WRITTEN TASK — Extend the reading text on Johnson and the International Shoe Company, picking up right after its final sentence.

Johnson first worked as a clerk in a country store.

With his brother Jackson Johnson and his cousins Edgar E. Rand and Frank C. Rand, Johnson co-founded Johnson, Carruthers & Rand Shoe Co. in Memphis, Tennessee in 1893. By 1908, they moved to St. Louis, where they co-founded the Roberts, Johnson & Rand Co. with John C. Roberts. In 1911, they acquired the Peters Shoe Co. It eventually became known as the International Shoe Company, and Johnson became its president, while his brother Jackson was its chairman. By the time of his death, the International Shoe Company had become the largest shoe manufacturing company in the world.

DATA SHOWN —
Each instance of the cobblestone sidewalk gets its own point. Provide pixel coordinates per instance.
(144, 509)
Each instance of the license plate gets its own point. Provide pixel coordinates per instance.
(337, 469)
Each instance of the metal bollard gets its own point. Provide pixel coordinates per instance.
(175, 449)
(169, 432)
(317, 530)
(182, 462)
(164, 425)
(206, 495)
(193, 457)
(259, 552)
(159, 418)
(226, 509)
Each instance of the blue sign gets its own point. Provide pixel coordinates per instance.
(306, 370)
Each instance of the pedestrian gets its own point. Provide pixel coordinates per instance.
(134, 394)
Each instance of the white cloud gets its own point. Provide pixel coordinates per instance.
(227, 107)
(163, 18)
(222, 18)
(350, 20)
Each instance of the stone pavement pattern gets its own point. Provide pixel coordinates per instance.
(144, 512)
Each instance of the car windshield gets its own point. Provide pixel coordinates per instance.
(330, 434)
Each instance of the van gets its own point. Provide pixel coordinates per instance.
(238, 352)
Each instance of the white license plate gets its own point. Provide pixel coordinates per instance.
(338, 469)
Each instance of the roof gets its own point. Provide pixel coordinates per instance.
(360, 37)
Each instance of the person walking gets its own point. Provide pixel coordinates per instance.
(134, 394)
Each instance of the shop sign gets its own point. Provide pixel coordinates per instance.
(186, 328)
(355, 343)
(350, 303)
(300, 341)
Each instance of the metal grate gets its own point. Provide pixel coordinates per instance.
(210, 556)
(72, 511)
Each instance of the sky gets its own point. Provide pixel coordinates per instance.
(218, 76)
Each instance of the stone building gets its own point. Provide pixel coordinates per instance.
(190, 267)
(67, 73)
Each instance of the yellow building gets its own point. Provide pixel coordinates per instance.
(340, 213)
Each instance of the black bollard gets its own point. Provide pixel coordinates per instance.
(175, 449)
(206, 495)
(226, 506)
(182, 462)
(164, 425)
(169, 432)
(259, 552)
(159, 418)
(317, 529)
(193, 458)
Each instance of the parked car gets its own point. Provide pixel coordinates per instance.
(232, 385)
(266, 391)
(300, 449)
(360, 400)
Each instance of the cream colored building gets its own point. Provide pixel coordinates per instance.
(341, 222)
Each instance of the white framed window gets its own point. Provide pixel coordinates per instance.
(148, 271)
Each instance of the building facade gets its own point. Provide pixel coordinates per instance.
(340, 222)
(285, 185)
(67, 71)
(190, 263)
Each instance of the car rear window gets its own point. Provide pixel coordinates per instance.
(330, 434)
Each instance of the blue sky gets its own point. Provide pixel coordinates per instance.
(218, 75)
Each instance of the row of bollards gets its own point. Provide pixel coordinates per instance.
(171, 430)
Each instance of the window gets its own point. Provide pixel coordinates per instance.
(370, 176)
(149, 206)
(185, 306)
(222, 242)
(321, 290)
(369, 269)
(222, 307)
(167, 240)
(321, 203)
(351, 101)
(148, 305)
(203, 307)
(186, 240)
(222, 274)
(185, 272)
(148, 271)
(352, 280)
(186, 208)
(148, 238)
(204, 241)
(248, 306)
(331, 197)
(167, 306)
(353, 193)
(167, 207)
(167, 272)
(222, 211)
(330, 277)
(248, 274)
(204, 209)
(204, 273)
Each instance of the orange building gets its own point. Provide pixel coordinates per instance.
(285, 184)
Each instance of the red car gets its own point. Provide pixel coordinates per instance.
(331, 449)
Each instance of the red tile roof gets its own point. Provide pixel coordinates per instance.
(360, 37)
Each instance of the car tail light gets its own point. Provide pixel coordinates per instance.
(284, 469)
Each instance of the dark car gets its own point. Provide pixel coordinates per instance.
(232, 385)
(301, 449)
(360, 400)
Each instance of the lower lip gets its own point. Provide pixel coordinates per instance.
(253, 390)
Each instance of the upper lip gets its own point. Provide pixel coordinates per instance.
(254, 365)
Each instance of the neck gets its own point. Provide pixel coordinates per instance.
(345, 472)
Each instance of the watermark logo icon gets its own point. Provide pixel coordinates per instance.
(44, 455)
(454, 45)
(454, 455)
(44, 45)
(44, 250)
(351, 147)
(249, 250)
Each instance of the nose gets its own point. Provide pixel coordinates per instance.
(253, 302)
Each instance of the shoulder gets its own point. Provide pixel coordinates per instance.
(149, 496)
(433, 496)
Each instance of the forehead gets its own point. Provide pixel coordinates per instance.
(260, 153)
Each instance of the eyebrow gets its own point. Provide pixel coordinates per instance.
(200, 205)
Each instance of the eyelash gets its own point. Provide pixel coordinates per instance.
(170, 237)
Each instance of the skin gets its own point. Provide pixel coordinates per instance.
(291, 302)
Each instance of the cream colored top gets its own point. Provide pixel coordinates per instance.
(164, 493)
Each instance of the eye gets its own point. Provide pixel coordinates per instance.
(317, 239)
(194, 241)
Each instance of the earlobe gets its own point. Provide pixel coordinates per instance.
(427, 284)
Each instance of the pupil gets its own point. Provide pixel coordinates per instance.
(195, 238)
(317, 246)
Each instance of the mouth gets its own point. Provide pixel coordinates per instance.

OUTPUT FOR THIS EXERCISE —
==Personal life and death==
Johnson married to Irene Walter, the daughter of Confederate veteran Harvey Washington Walter, in 1889. They had two sons, Oscar Jr. and Lee, and a daughter, Fredonia. They resided at 28 Portland Place in St. Louis. They also owned a farm in Franklin County, Missouri. Additionally, they acquired Irene's family home, Walter Place in Holly Springs in 1889. He was a member of the Methodist Episcopal Church, South, the Noonday Club and the Ridgedale Country Club in Ridgedale, Missouri.

Johnson died on July 28, 1916, in St. Louis, and he was buried at the Bellefontaine Cemetery. Upon his death, he was worth an estimated $2,147,742. He was succeeded as president of the International Shoe Company by his cousin Frank C. Rand in November 1936.